- **WHAT TO PRODUCE**
Can you return, copied in full, each line of the records that contains the word "railing"? Case counts, so match only that exact capitalization.

- - - - - - -

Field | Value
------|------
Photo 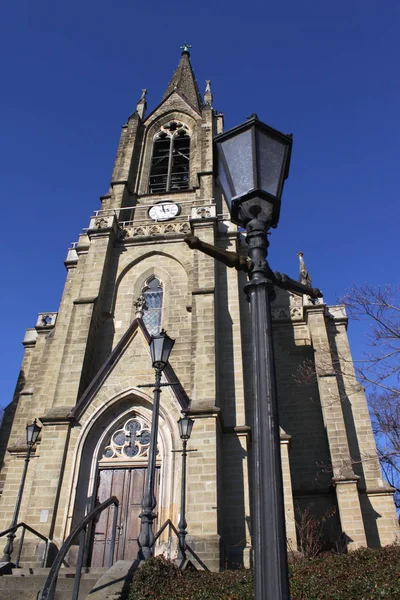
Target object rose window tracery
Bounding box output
[102,417,156,460]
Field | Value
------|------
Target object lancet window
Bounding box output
[142,277,164,335]
[149,121,190,194]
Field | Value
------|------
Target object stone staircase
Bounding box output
[0,567,107,600]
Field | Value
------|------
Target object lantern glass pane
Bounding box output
[150,336,164,363]
[257,130,287,196]
[26,422,40,446]
[178,417,194,440]
[162,335,175,364]
[221,129,255,196]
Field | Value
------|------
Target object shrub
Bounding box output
[129,546,400,600]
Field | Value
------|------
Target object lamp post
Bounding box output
[1,419,41,562]
[138,329,175,560]
[178,414,194,561]
[215,115,292,600]
[185,115,322,600]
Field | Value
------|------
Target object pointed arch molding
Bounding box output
[68,319,190,420]
[111,249,193,314]
[136,105,201,195]
[64,388,179,537]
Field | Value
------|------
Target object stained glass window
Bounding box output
[103,417,158,460]
[142,277,164,335]
[149,121,190,194]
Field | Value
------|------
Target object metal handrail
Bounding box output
[0,521,49,568]
[153,519,210,571]
[39,496,119,600]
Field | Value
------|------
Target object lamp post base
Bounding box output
[245,218,289,600]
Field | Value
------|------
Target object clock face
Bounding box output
[148,202,181,221]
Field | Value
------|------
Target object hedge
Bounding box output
[129,546,400,600]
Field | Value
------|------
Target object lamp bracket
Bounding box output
[137,381,180,387]
[184,234,322,300]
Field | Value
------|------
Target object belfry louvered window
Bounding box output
[149,121,190,194]
[142,277,164,335]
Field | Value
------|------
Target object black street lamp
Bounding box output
[178,414,194,561]
[138,329,175,560]
[185,115,322,600]
[1,419,41,562]
[215,115,292,600]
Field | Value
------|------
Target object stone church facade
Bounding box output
[0,50,398,569]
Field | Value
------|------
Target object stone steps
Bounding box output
[0,568,107,600]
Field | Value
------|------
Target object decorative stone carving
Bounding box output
[95,219,108,229]
[179,223,191,235]
[36,313,58,329]
[119,221,190,240]
[190,204,217,219]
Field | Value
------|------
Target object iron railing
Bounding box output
[39,496,119,600]
[153,519,210,571]
[0,521,49,568]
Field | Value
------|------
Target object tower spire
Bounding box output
[163,42,202,110]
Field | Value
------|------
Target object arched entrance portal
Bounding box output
[91,413,160,567]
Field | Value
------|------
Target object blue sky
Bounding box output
[0,0,400,405]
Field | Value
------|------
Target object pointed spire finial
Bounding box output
[297,252,312,287]
[204,79,212,106]
[181,42,192,56]
[136,88,147,119]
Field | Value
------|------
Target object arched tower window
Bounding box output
[149,121,190,194]
[142,277,164,335]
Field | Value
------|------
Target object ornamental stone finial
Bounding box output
[136,88,147,119]
[133,294,147,319]
[297,252,312,287]
[181,42,192,54]
[204,79,212,106]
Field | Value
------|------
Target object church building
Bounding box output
[0,46,398,570]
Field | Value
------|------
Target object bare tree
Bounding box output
[341,284,400,508]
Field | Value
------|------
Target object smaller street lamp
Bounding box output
[178,414,194,561]
[1,419,41,562]
[138,329,175,560]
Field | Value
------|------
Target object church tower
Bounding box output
[0,45,397,569]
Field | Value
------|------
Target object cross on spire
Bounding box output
[181,42,192,54]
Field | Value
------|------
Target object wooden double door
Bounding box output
[91,468,160,567]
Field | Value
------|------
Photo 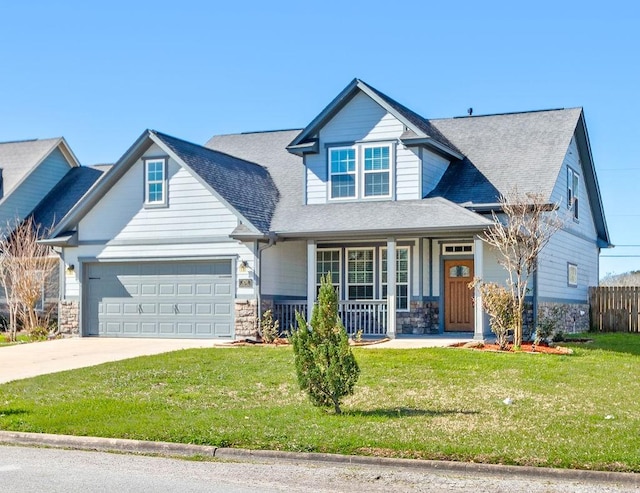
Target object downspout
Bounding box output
[256,231,277,324]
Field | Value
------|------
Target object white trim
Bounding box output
[360,142,395,200]
[442,243,474,256]
[327,146,360,201]
[314,248,343,299]
[142,157,169,207]
[378,244,412,312]
[343,247,376,301]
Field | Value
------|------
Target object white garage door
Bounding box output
[83,260,234,338]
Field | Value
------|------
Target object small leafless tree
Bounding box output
[483,189,563,347]
[0,217,58,340]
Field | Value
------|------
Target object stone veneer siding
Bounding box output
[396,301,440,335]
[538,302,589,334]
[58,300,80,336]
[235,300,258,339]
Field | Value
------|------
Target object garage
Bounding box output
[83,259,234,338]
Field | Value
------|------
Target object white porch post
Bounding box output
[387,238,396,339]
[307,240,316,322]
[473,236,488,341]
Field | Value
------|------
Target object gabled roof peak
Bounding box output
[288,78,463,159]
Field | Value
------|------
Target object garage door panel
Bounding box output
[85,260,234,337]
[158,283,176,296]
[178,283,194,296]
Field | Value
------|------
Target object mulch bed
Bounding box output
[451,341,573,355]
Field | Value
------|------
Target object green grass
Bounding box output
[0,334,640,471]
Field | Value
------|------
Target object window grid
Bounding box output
[567,168,580,220]
[347,248,374,300]
[145,160,165,204]
[380,247,409,310]
[364,146,390,197]
[329,148,356,199]
[316,250,340,296]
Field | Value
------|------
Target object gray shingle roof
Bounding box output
[428,108,582,204]
[0,137,62,196]
[152,131,278,233]
[206,130,490,236]
[32,166,103,229]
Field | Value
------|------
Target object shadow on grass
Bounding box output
[344,407,480,418]
[0,408,29,418]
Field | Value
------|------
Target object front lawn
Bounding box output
[0,334,640,471]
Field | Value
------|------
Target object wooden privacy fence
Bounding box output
[589,286,640,332]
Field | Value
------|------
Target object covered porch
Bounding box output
[273,236,490,339]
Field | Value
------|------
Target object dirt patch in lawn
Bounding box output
[450,342,573,355]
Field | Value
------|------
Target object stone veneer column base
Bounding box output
[538,301,589,334]
[235,300,258,339]
[396,301,440,335]
[58,300,80,336]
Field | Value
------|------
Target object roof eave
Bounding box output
[401,137,464,159]
[287,139,320,156]
[38,231,78,247]
[276,222,493,239]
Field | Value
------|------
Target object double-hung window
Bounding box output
[144,158,167,206]
[380,247,409,310]
[567,168,580,221]
[364,146,390,197]
[328,144,393,200]
[347,248,374,300]
[316,249,340,295]
[329,147,357,199]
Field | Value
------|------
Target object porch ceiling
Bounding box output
[272,198,493,237]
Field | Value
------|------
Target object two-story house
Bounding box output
[49,79,609,338]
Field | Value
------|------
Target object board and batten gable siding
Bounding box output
[419,149,449,198]
[78,144,238,241]
[305,93,420,204]
[262,241,307,299]
[0,148,71,229]
[538,138,599,302]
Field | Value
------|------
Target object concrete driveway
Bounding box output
[0,337,229,383]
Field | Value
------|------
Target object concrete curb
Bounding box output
[0,430,640,487]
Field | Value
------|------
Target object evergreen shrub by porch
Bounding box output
[290,275,360,414]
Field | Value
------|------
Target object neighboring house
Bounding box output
[0,137,97,314]
[43,79,610,338]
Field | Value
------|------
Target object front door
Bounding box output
[444,259,474,332]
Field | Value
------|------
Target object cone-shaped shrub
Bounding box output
[291,275,360,414]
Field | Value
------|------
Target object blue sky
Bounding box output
[0,0,640,274]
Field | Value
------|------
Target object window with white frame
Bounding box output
[316,249,340,294]
[567,168,580,221]
[364,146,390,197]
[567,262,578,288]
[144,158,167,205]
[347,248,374,300]
[380,247,409,310]
[329,147,357,199]
[328,144,392,200]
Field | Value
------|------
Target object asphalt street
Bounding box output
[0,446,637,493]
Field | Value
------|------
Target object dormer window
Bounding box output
[329,147,356,199]
[567,168,580,221]
[328,144,392,200]
[144,158,167,207]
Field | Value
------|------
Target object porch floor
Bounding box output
[362,332,473,349]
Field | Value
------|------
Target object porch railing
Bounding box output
[273,300,307,332]
[273,300,387,336]
[338,300,387,336]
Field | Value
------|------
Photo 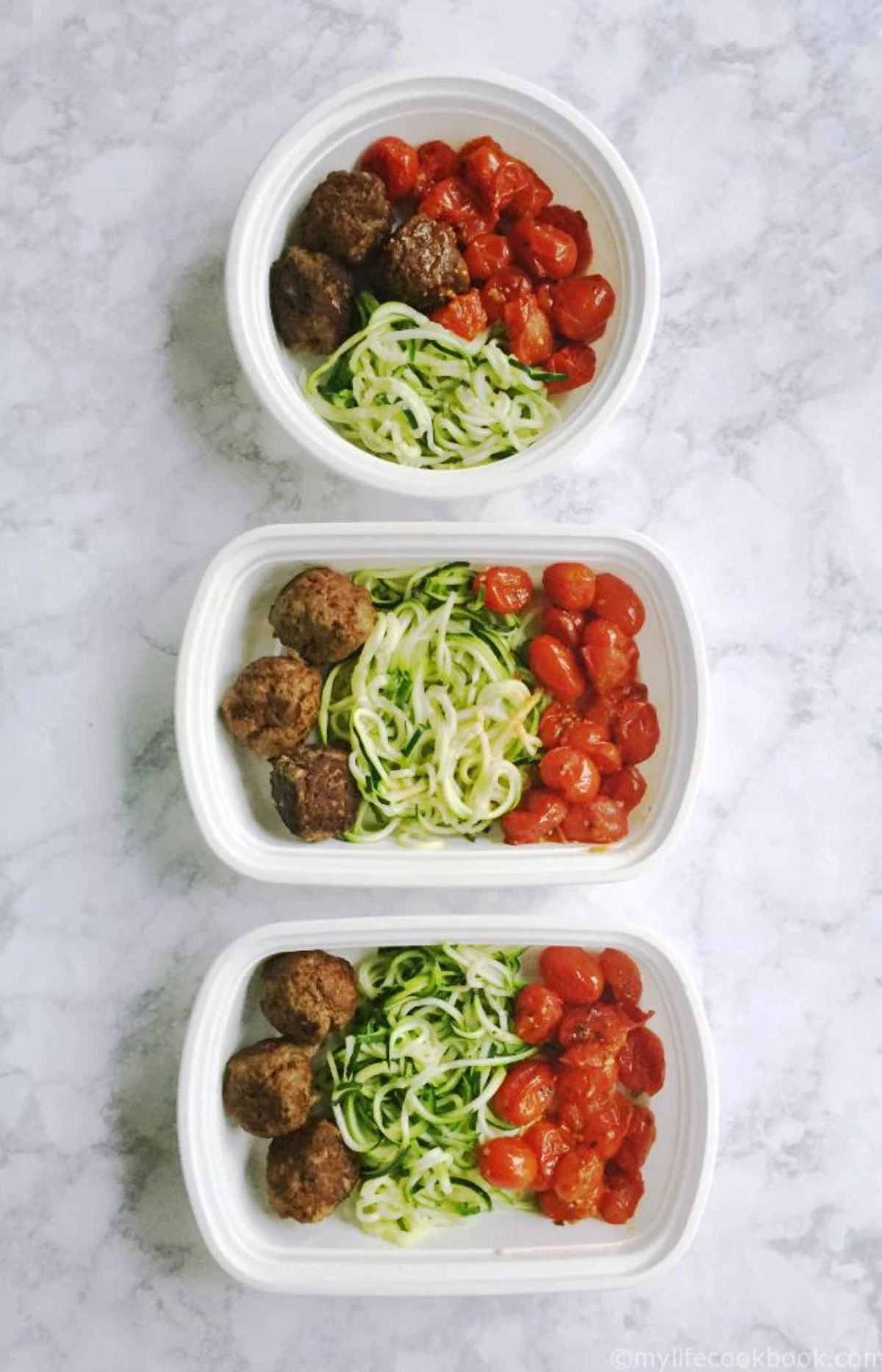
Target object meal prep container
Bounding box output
[176,522,706,886]
[226,71,659,500]
[179,915,717,1296]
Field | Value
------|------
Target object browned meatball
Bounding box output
[270,744,358,844]
[266,1119,358,1224]
[261,949,358,1048]
[223,1038,317,1139]
[298,171,392,266]
[220,653,321,758]
[269,247,354,353]
[269,567,377,665]
[373,214,470,310]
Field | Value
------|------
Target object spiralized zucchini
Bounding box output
[326,944,537,1246]
[318,562,543,844]
[306,294,559,468]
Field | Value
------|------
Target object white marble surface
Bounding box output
[0,0,882,1372]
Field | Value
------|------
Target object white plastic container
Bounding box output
[179,915,717,1296]
[226,71,659,500]
[176,524,706,886]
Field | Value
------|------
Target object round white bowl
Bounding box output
[226,71,659,500]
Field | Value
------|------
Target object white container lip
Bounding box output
[179,913,719,1296]
[176,522,706,886]
[225,66,660,500]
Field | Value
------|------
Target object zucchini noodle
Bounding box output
[306,292,559,468]
[326,944,537,1246]
[318,562,543,844]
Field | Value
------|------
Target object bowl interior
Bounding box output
[181,926,711,1288]
[228,77,657,494]
[179,525,701,885]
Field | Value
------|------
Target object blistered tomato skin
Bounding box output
[539,944,603,1004]
[600,767,646,813]
[616,1025,665,1096]
[594,572,646,638]
[613,700,660,766]
[527,634,584,701]
[542,562,595,611]
[492,1057,554,1125]
[514,981,564,1044]
[361,137,420,201]
[581,619,639,691]
[524,1119,573,1191]
[477,1138,539,1191]
[472,567,532,614]
[539,748,600,801]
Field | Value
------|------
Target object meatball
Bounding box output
[270,744,358,844]
[266,1119,358,1224]
[374,214,470,310]
[261,949,358,1048]
[269,247,354,353]
[269,567,377,665]
[220,653,321,758]
[223,1038,318,1139]
[298,171,392,266]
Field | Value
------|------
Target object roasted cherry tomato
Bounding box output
[527,634,584,701]
[594,572,646,638]
[361,137,420,201]
[613,700,659,763]
[472,567,532,614]
[576,1091,634,1160]
[542,562,594,611]
[502,292,554,366]
[613,1026,665,1096]
[539,944,603,1004]
[546,343,597,395]
[600,767,646,813]
[459,133,502,162]
[524,1124,573,1191]
[539,747,600,818]
[417,176,480,225]
[462,143,531,217]
[551,276,616,343]
[539,1188,595,1224]
[465,233,512,281]
[481,266,532,324]
[557,1046,619,1108]
[598,1158,645,1224]
[581,619,639,691]
[551,1144,603,1207]
[600,948,643,1006]
[429,290,487,339]
[542,605,584,647]
[413,139,459,198]
[477,1138,539,1191]
[499,810,548,844]
[510,214,576,277]
[537,281,554,318]
[521,786,567,837]
[561,796,628,844]
[537,204,594,273]
[509,163,551,218]
[557,1010,634,1066]
[539,700,579,748]
[492,1057,554,1125]
[564,719,621,777]
[514,981,564,1043]
[616,1100,656,1176]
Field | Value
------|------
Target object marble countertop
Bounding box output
[0,0,882,1372]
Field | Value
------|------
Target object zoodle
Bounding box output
[318,562,543,844]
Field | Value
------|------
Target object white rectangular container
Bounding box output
[179,915,719,1298]
[176,522,706,886]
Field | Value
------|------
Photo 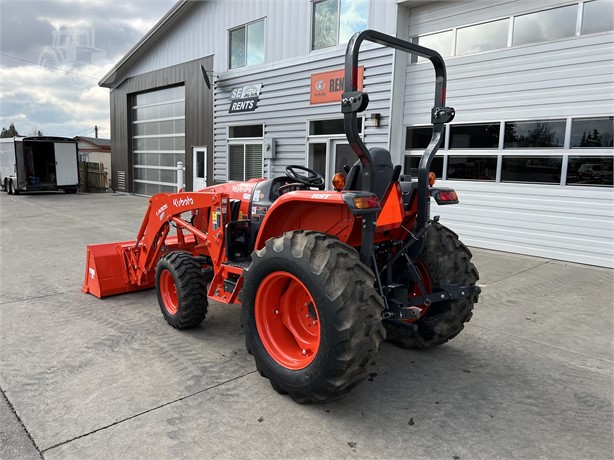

- - - - - - -

- **EXPECTED OUTPUT**
Target object iron railing
Target object porch railing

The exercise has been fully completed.